Written exercise
Please extract every line in the listing below that contains the word "request". Case counts.

Data items:

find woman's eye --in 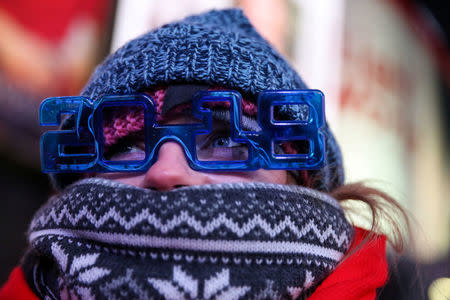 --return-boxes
[197,132,248,161]
[211,137,241,147]
[104,143,145,161]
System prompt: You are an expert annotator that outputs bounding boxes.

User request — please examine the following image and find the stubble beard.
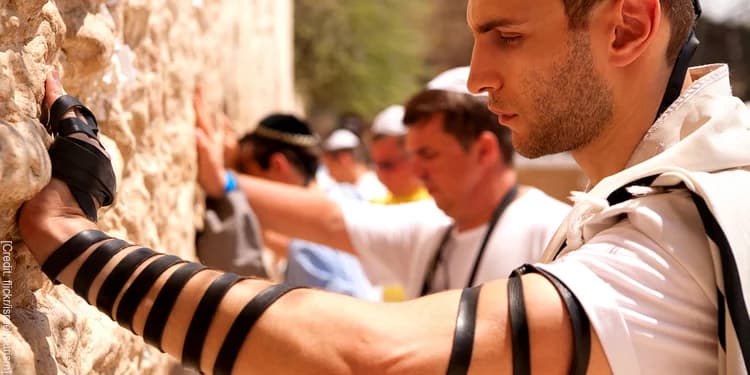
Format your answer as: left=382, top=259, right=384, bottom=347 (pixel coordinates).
left=513, top=32, right=613, bottom=158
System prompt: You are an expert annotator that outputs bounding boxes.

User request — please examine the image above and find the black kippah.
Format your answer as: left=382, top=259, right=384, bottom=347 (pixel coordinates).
left=258, top=114, right=313, bottom=135
left=245, top=114, right=320, bottom=147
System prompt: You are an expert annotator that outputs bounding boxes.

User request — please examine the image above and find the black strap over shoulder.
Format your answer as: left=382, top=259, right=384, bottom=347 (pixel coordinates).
left=446, top=285, right=482, bottom=375
left=508, top=265, right=591, bottom=375
left=690, top=191, right=750, bottom=370
left=42, top=229, right=112, bottom=284
left=182, top=273, right=245, bottom=370
left=607, top=175, right=750, bottom=370
left=508, top=269, right=531, bottom=375
left=214, top=284, right=300, bottom=375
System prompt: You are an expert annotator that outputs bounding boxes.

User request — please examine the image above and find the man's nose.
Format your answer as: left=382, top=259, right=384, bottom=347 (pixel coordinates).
left=467, top=42, right=503, bottom=94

Output of the task
User request — please examine the following image and find the stubble beard.
User request — please examine the image above and find the black kippah.
User request — please examine the image above and find the black strap over shoulder.
User request — please examine the image above and find the man's nose.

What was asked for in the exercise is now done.